Show each line of the records below that contains the string "petal". Case counts.

> [Input]
-- start --
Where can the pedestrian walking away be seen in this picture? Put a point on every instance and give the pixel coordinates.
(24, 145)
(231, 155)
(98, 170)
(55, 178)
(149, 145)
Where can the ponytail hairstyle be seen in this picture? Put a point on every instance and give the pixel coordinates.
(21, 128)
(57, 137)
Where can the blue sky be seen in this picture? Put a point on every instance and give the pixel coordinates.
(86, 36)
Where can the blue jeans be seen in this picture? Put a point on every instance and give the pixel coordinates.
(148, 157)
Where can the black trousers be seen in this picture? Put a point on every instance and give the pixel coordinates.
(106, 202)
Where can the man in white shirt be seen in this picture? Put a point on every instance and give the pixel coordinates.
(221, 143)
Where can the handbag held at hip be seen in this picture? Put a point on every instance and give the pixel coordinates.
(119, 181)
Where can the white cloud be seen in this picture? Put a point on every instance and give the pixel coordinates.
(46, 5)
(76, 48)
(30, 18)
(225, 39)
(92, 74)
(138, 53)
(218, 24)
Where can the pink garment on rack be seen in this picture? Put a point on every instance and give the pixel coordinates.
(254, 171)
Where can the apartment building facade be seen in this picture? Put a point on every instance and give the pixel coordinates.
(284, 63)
-- end --
-- start --
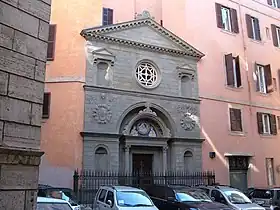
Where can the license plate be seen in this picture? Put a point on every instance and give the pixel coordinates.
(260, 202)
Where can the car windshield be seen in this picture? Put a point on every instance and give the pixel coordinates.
-- end --
-- start --
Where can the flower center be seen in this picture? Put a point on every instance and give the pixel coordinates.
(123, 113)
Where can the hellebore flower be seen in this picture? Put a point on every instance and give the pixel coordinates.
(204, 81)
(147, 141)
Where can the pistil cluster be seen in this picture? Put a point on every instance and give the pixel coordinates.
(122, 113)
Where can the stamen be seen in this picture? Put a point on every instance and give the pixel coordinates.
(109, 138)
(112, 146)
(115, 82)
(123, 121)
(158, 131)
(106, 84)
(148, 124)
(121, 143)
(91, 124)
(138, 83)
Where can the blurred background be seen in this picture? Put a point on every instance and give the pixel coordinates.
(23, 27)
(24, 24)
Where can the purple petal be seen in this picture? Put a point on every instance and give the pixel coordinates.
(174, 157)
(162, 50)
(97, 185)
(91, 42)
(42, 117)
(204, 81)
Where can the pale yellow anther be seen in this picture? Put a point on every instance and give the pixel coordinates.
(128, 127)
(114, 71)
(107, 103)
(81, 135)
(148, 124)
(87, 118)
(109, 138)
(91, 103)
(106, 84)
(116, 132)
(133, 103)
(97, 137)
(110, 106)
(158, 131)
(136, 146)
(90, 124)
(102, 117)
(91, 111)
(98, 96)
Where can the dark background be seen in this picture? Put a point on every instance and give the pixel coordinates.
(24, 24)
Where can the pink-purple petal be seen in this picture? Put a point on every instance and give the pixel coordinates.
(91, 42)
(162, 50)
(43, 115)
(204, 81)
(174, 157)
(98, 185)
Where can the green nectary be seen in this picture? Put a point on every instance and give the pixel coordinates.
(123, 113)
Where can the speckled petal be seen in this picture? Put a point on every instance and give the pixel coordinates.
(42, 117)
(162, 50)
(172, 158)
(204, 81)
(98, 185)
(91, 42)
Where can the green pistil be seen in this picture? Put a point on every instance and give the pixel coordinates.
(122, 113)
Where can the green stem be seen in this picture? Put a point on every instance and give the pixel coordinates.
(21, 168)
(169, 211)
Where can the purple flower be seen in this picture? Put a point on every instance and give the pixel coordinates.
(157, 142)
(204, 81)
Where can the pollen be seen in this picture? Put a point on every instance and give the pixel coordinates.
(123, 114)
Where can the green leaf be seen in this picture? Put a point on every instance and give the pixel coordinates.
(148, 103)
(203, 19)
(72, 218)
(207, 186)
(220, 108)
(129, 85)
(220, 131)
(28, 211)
-- end --
> [Output below]
Where can the purple petal be seen in this picture? Put a point on every instance and give the pixel coordinates.
Where can the pink-purple petal be seen in this picture? Put a point on every instance and give the pixel coordinates.
Where can the speckled petal be seen in this picture? Put a point on every instance and give the pixel coordinates.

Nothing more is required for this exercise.